# [TESTO CITATO]
La guerra in Ucraina cambia carattere. Le dimensioni strategiche, politiche e tattiche dell’operazione e le reazioni di una Russia in difficoltà. Il peso delle sanzioni, dai carri armati al cibo in scatola, la minaccia atomica e gli altri fronti che si aprono in Asia centrale. Ne abbiamo discusso con Andrea Gilli del Nato Defense College

L’attacco lanciato da Kiev per riprendere il controllo delle zone occupate da Mosca ha spinto le truppe russe ad arretrare, perdendo il controllo di centri importanti come le aree di Kharkiv, Kupyansk e Izium, conquistate dopo mesi di combattimenti. Lo Stato Maggiore russo ha dovuto ammettere di aver ordinato una “ritirata tattica”, anche se in realtà quella dell’esercito russo appare come una fuga disordinata. Vediamo cosa sta succedendo nel Paese e quali sono gli scenari che dobbiamo aspettarci.

La controffensiva ucraina sembra raccogliere un discreto successo. Qual è l’attuale situazione del fronte e cosa dobbiamo aspettarci nei prossimi mesi?

Le considerazioni strategiche da fare sono di tre tipi. Primo, a causa dell’avvicinarsi dell’inverno gli ucraini hanno qualche settimana di tempo per continuare la controffensiva, prima che le temperature si abbassino notevolmente e il terreno diventi fangoso. Condizioni ambientali avverse renderebbero molto difficili l’esecuzione delle operazioni e anche la logistica. In secondo luogo, da un punto di vista strategico-politico, la controffensiva è utile a Kiev anche per mantenere alta l’attenzione occidentale, anche in considerazione dell’attuale crisi energetica. In terzo luogo, l’obiettivo di lungo termine dichiarato è ricacciare indietro i russi, fuori dall’Ucraina. L’obiettivo a medio termine, a mio avviso, consiste nell’ottenere risultati tattico-operativi.

A cosa si riferisce?

Innanzitutto riuscire davvero a rompere le posizioni russe, e dunque impedire che il Donbass possa essere utilizzato come base per lanciare operazioni nell’area di Kherson e in Crimea. Poi la questione importante è demoralizzare le truppe russe. Stiamo vedendo in questi giorni l’eco mediatica che viene assegnata dai media ucraini agli episodi di ritirate di massa del nemico. Che siano veri o meno, questi episodi vengono rilanciati il più possibile per fare arrivare un chiaro messaggio ai russi: non arriveranno più rifornimenti, cibo, carburante, nuovi battaglioni per il cambio; arrendetevi e salvate la pelle. Ulteriore obiettivo tattico è continuare a spingere sul campo per facilitare i primi due obiettivi, ma anche per un’altra ragione. La guerra moderna viene combattuta con linee cosiddette flessibili. Si schierano più linee una dietro l’altra in maniera non parallela, di modo che se il nemico penetra da una parte si trova ad affrontare ulteriori difese sui propri fianchi o addirittura da terga. Se Kiev riuscisse a continuare a spingere contro le linee russe impedirebbe la loro riorganizzazione difensiva. Questi elementi potrebbero portare a una rapida fine della guerra? E’ molto difficile dirlo. Non è possibile escludere totalmente un collasso delle forze armate di Mosca, ma ci sono diversi fattori che non conosciamo, quale ad esempio la tenuta del morale russo. Di sicuro la storia militare ci insegna che se il morale di un esercito crolla rapidamente, quell’esercito andrà facilmente in rotta.

# [Voci di puntamento su oggetti nominati]
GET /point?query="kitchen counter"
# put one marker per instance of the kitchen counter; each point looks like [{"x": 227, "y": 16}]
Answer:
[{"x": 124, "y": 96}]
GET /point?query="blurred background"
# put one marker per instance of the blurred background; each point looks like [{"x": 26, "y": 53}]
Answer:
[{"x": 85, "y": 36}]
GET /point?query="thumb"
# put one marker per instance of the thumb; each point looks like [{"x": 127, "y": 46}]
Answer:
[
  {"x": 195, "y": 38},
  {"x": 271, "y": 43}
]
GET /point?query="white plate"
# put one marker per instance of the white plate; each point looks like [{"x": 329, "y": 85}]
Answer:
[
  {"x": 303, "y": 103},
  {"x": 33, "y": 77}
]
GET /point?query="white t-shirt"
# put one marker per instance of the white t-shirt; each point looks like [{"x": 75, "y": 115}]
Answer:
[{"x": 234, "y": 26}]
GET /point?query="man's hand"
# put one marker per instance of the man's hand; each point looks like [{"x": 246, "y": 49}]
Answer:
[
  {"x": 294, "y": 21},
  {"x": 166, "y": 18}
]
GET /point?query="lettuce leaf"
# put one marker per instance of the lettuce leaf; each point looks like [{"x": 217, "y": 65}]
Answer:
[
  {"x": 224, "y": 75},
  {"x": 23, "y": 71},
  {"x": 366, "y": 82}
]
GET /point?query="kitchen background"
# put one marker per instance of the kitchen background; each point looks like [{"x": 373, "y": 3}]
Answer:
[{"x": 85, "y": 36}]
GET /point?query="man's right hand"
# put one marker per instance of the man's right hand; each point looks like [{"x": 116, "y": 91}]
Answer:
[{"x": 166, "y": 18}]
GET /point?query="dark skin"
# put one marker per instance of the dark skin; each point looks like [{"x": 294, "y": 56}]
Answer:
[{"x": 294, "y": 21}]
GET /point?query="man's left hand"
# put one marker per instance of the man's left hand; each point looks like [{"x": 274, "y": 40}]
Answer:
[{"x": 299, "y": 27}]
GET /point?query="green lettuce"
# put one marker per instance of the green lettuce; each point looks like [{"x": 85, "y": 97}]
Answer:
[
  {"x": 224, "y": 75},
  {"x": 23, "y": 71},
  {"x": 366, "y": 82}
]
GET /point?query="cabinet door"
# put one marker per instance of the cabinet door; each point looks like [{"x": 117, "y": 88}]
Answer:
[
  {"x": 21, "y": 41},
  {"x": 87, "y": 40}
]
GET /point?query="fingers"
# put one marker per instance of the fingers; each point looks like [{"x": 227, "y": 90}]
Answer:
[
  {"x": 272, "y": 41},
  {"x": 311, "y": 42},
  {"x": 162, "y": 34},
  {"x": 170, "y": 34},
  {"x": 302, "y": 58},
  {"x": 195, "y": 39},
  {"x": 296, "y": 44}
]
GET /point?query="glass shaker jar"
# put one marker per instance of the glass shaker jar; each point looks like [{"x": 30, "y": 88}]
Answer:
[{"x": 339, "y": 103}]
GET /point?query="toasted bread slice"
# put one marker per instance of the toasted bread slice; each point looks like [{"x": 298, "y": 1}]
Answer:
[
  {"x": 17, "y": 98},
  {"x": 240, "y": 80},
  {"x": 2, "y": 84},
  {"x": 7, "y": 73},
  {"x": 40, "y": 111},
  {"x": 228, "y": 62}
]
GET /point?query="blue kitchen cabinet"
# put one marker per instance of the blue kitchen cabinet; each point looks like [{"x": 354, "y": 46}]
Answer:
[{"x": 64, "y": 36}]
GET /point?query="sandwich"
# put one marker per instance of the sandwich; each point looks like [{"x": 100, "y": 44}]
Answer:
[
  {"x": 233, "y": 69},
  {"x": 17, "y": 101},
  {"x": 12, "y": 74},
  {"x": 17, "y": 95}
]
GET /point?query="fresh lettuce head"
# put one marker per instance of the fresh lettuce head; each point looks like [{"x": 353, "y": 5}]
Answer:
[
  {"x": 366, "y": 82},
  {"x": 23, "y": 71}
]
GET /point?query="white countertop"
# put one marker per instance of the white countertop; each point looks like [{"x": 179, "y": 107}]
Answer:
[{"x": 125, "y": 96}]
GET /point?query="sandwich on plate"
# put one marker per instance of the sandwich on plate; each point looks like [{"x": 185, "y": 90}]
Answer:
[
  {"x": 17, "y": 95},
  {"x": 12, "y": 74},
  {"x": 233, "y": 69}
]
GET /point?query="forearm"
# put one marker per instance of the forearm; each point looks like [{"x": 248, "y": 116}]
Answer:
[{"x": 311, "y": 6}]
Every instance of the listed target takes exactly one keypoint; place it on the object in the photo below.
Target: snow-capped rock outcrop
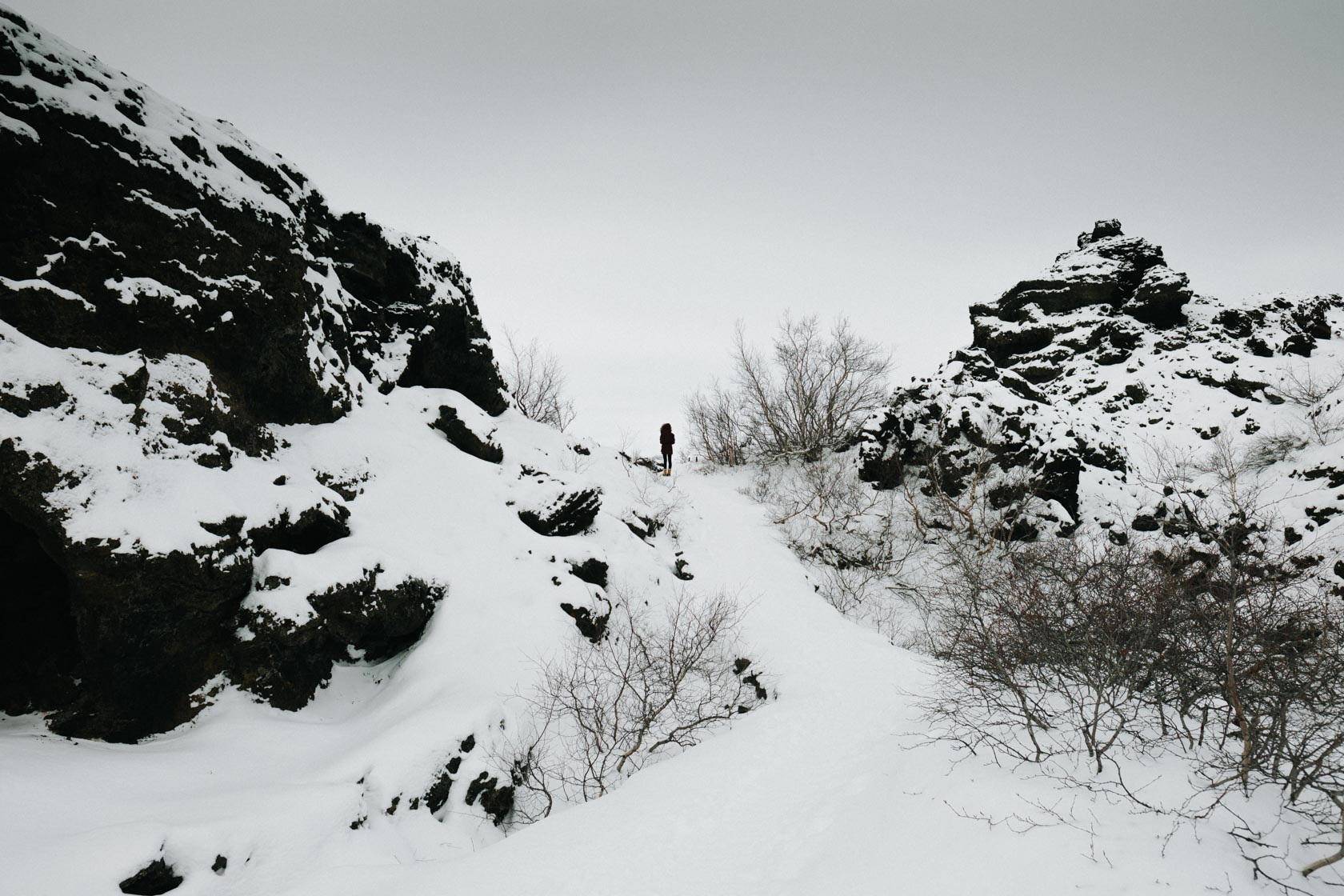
(1077, 379)
(170, 294)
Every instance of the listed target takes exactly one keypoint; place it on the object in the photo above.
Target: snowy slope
(274, 527)
(826, 790)
(1089, 383)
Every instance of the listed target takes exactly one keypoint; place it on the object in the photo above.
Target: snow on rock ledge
(1078, 375)
(172, 296)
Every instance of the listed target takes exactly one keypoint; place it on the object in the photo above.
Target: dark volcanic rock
(194, 289)
(1045, 419)
(286, 662)
(152, 880)
(570, 514)
(464, 439)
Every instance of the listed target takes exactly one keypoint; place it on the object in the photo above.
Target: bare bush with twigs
(808, 395)
(650, 688)
(537, 382)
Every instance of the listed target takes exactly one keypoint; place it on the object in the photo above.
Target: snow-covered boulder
(170, 294)
(1081, 378)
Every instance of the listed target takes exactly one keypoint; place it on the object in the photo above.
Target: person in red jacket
(667, 438)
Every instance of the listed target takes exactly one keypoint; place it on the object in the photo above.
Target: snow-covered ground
(828, 787)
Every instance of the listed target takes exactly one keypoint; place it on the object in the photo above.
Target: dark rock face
(590, 623)
(286, 661)
(1070, 374)
(152, 880)
(189, 289)
(592, 571)
(464, 439)
(570, 514)
(496, 801)
(278, 297)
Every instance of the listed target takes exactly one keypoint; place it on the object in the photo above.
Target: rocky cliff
(170, 294)
(1086, 386)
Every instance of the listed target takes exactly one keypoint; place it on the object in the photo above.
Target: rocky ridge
(1083, 381)
(171, 294)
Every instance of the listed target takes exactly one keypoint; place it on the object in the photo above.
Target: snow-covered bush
(537, 382)
(650, 686)
(855, 539)
(1223, 648)
(812, 394)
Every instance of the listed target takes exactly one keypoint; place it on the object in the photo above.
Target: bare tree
(816, 389)
(1312, 390)
(604, 710)
(717, 425)
(537, 382)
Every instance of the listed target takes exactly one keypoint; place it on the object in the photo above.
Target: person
(667, 438)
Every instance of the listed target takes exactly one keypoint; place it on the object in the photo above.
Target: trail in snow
(818, 791)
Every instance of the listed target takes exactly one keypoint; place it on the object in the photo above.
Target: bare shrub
(1310, 389)
(650, 688)
(717, 425)
(855, 538)
(537, 383)
(1049, 649)
(1217, 641)
(810, 395)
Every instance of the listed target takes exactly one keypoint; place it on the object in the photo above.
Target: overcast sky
(626, 179)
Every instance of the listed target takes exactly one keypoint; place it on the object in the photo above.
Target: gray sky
(626, 179)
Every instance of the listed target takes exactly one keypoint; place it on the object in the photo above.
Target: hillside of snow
(1092, 382)
(286, 569)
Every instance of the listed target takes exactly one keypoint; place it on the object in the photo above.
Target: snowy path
(814, 794)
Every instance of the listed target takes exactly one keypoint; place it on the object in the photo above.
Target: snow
(826, 789)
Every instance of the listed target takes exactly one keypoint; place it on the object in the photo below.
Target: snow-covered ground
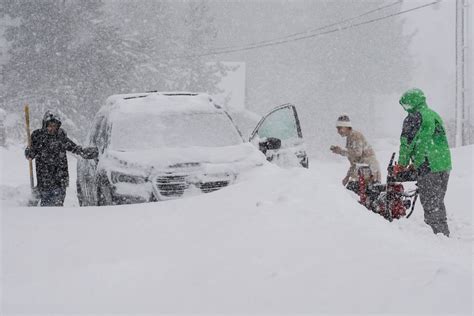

# [COMPITI SCRITTI]
- A) Spiega in una-tre frasi perché, secondo il testo sulla guerra in Ucraina, gli ucraini hanno solo qualche settimana per proseguire la controffensiva.
- B) Prosegui il testo sulla guerra in Ucraina a partire dall'ultima frase riportata.
Il materiale non ha alcun legame con il testo citato.

# [SOLUZIONI DELL'ESERCIZIO]
- A) Con l'avvicinarsi dell'inverno le temperature si abbasseranno notevolmente e il terreno diventerà fangoso. Queste condizioni ambientali avverse renderebbero molto difficili sia l'esecuzione delle operazioni sia la logistica.

- B)
Putin non ha voluto dichiarare lo stato di mobilitazione totale. Infatti in Ucraina stanno combattendo gruppi indipendentisti locali e diversi contingenti definibili come mercenari.

Questo è vero, ma non dimentichiamo che parte delle truppe iniziali, unità regolari dell’esercito russo, schierate al confine prima dell’intervento sono disponibili. La decisione di dichiarare ufficialmente guerra all’Ucraina è, a mio avviso, improbabile perché i risultati avrebbero un costo politico enorme in patria. L’aspetto interessante sul tipo di combattenti è che dal lato ucraino abbiamo assistito in queste settimane ad attacchi partigiani nelle zone occupate dai russi. Dunque Mosca sta ora affrontando tre campagne differenti. In primo luogo vi è una guerra di attrito, la guerra lenta che prosegue da mesi sul fronte Kharkiv-Cherson. Tra l’altro è interessante notare come il fronte originario di più di mille chilometri sia ora ridotto a settecento, ottocento chilometri. In secondo luogo esiste una guerra di manovra, quella che l’Ucraina sta ora portando avanti per sfondare il fronte su punti specifici. In terzo luogo si assiste ora a  una guerra di insorgenza partigiana dietro le linee russe che aumenta notevolmente la complessità dell’intervento. Se Kiev riuscisse a rifornire in qualche modo questi gruppi, i russi si troverebbero ad affrontare non solo l’artiglieria di lungo raggio, ma anche attentati, autobombe e sabotaggi vari. Abbiamo visto in Afghanistan e in Iraq quanto sia efficace una guerra di insorgenza, che permette con una spesa relativamente minima di fare enormi danni su obiettivi indifesi, oltre all’impatto psicologico da non sottovalutare.

Si continua a discutere molto sull’efficacia delle sanzioni, anche in relazione agli alti prezzi dell’energia che per molti sono un modo per la Russia di parare i colpi economici che riceve.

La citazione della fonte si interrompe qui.